Texto proporcionado:
########################################

Se lleva, por supuesto, el golpe del que se lanza con toda la caballería y acaba en un precipicio emocional. 
Pero la peor herida es la del otro. 
La del que no se atreve. 
El que se guarda sin darse cuenta de que guardándose está perdiéndolo todo. 
Y se quedan los cobardes viviendo en una colección de condicionales que nunca son. 
Abrazaría. Diría. Haríamos. 
Y nadie abraza. Ni nadie dice. Ni nadie hace. 
Porque el cobarde prefiere su presente continuo en continua repetición. 
Como en la rueda de un hámster, dejando que la inercia decida por él.

En ese palacio de las inercias del que no es posible salir vive Hamlet, incapaz de hacer lo que tiene que hacer. 
Hamlet, cobarde máximo, portador de la súplica del fantasma de su padre, carga con la profecía de un asesinato que no puede cometer. 
«La conciencia así hace a todos cobardes». 
Y aunque ha prometido matar a su tío, rechaza la oportunidad cuando la tiene. 
Y enfunda el puñal cuando está a punto de hundirlo en su carne.

########################################

Extracto del listado:
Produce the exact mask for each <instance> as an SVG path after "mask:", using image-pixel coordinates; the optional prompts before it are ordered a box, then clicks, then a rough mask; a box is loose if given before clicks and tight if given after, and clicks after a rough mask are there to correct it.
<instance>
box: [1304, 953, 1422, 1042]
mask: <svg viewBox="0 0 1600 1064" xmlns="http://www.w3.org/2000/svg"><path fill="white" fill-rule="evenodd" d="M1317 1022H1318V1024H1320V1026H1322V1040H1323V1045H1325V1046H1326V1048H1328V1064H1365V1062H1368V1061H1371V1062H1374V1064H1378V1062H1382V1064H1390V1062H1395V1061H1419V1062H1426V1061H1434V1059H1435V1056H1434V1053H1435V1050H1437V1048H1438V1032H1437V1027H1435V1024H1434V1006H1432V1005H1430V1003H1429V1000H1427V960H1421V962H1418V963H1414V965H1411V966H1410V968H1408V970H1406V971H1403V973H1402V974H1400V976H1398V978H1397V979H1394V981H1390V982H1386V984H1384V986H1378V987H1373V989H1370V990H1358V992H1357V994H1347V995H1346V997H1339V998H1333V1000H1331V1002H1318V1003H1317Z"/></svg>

########################################

Detalles del problema: Transcribe íntegramente, sin cambiar nada, el texto sobre la cobardía y Hamlet. El listado no interviene en absoluto en este ejercicio.

Respuesta:
Se lleva, por supuesto, el golpe del que se lanza con toda la caballería y acaba en un precipicio emocional. 
Pero la peor herida es la del otro. 
La del que no se atreve. 
El que se guarda sin darse cuenta de que guardándose está perdiéndolo todo. 
Y se quedan los cobardes viviendo en una colección de condicionales que nunca son. 
Abrazaría. Diría. Haríamos. 
Y nadie abraza. Ni nadie dice. Ni nadie hace. 
Porque el cobarde prefiere su presente continuo en continua repetición. 
Como en la rueda de un hámster, dejando que la inercia decida por él.

En ese palacio de las inercias del que no es posible salir vive Hamlet, incapaz de hacer lo que tiene que hacer. 
Hamlet, cobarde máximo, portador de la súplica del fantasma de su padre, carga con la profecía de un asesinato que no puede cometer. 
«La conciencia así hace a todos cobardes». 
Y aunque ha prometido matar a su tío, rechaza la oportunidad cuando la tiene. 
Y enfunda el puñal cuando está a punto de hundirlo en su carne.